Assignment> Give exactly the lines from the one that contains "Query: black dog" through the end of the entries below, both included; the pictures stay out.

(Saved entries)
※

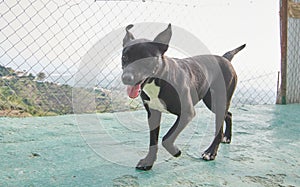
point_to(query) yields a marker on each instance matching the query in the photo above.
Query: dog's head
(142, 59)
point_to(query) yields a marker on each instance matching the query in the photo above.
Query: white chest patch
(152, 92)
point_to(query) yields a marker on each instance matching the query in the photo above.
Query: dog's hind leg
(154, 118)
(187, 114)
(216, 102)
(228, 131)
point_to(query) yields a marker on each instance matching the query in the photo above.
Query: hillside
(23, 95)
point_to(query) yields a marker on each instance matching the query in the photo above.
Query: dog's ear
(162, 40)
(128, 37)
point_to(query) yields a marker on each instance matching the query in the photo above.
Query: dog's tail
(230, 54)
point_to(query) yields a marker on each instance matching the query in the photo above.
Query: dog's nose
(128, 78)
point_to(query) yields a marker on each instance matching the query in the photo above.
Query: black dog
(175, 86)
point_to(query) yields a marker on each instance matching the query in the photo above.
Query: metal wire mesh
(293, 60)
(42, 45)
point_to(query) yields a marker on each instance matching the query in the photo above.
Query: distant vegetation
(28, 95)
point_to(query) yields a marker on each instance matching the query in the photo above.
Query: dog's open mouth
(133, 91)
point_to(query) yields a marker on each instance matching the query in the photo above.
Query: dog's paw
(208, 156)
(226, 140)
(144, 164)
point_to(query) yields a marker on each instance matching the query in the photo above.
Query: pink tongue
(133, 91)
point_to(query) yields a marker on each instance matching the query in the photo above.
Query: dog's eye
(125, 58)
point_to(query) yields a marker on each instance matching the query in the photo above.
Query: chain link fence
(293, 57)
(43, 43)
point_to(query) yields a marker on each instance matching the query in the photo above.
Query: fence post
(281, 98)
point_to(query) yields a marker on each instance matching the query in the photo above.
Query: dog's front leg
(154, 117)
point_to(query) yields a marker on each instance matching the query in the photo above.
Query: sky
(54, 36)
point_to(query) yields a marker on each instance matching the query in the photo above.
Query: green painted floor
(103, 149)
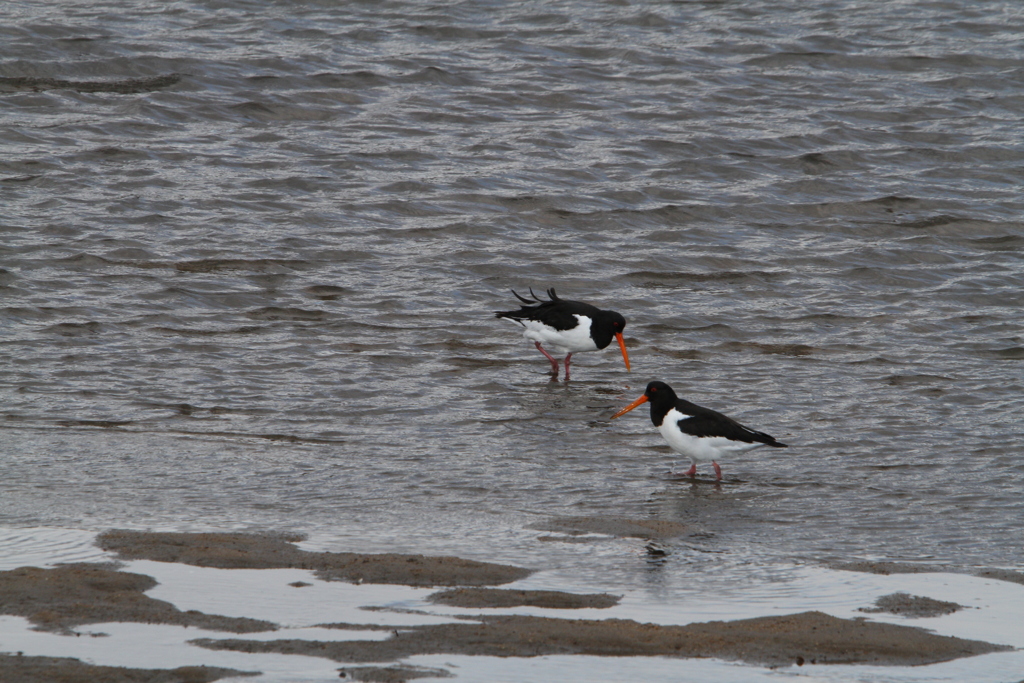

※

Result>
Query: black dog
(175, 86)
point_to(query) yields a marker on each instance matching the query in the photo above.
Query: metal wire mesh
(293, 60)
(42, 45)
point_to(query) yields a marker on each instance matching the query in the photo above.
Query: distant vegetation
(28, 95)
point_to(query) yields a marker on each instance matching the query in the photo above.
Query: dog's open mouth
(133, 91)
point_to(query) yields a marker on each instance matching the query in the photo above.
Query: dog's paw
(208, 156)
(226, 140)
(144, 164)
point_to(query) yields a marker on each instance matching the query in the photo above.
Query: pink tongue
(133, 91)
point_to(query) yields a marker on each instance matching the query in the photo above.
Query: dog's eye
(125, 58)
point_to(query) yields a marker on each instance matching the query in the photo above.
Query: chain link fence
(293, 57)
(43, 43)
point_to(query) yields a marker on each instance matching the query in the photo above.
Query: fence post
(281, 98)
point_to(query) yields a marker on each instance matching the query in the photo above.
Query: dog's front leg
(154, 117)
point_to(query) yields a marker on each instance matching the query in the photo above.
Query: sky
(54, 36)
point_to(query) yields a marker on each instance matching the query in the photo above.
Query: green painted floor
(103, 149)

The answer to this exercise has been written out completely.